■ WHAT TO DO
Can you output the stretch of rows from the line containing "Find the grasshopper" through the line containing "[(642, 361)]" as a numbered list, leaving out blank lines and any pictures?

■ TASK DATA
-------------------------

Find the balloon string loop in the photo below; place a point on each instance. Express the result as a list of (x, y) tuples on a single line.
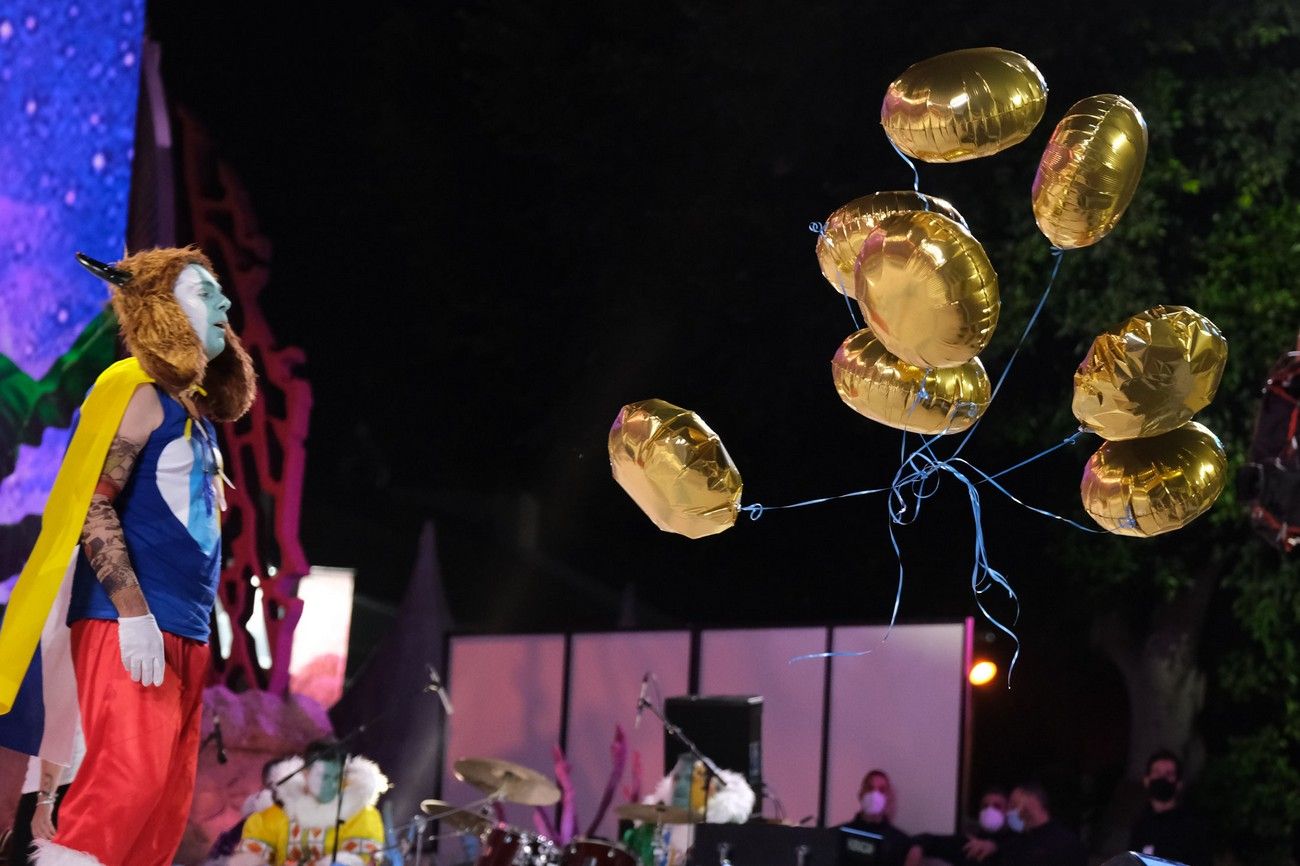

-------------------------

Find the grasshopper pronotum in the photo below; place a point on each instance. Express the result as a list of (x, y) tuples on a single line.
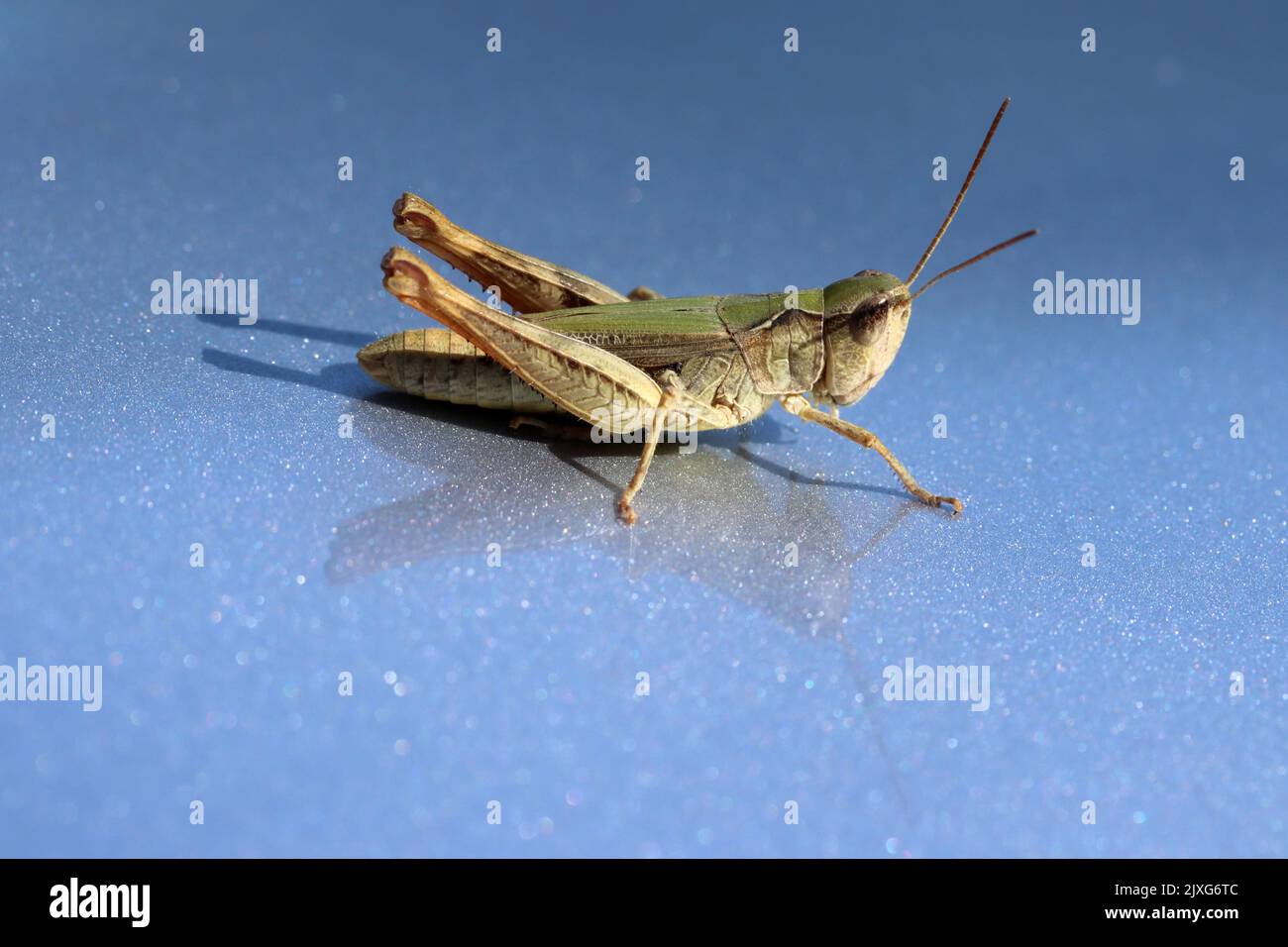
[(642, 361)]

-------------------------

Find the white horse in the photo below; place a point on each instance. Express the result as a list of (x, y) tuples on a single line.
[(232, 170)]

-------------------------

■ WRITTEN SOLUTION
1. Find the grasshopper pronotum in the photo below; place a point on each instance. Express the result as a list of (x, y) tuples on a single line.
2. [(642, 361)]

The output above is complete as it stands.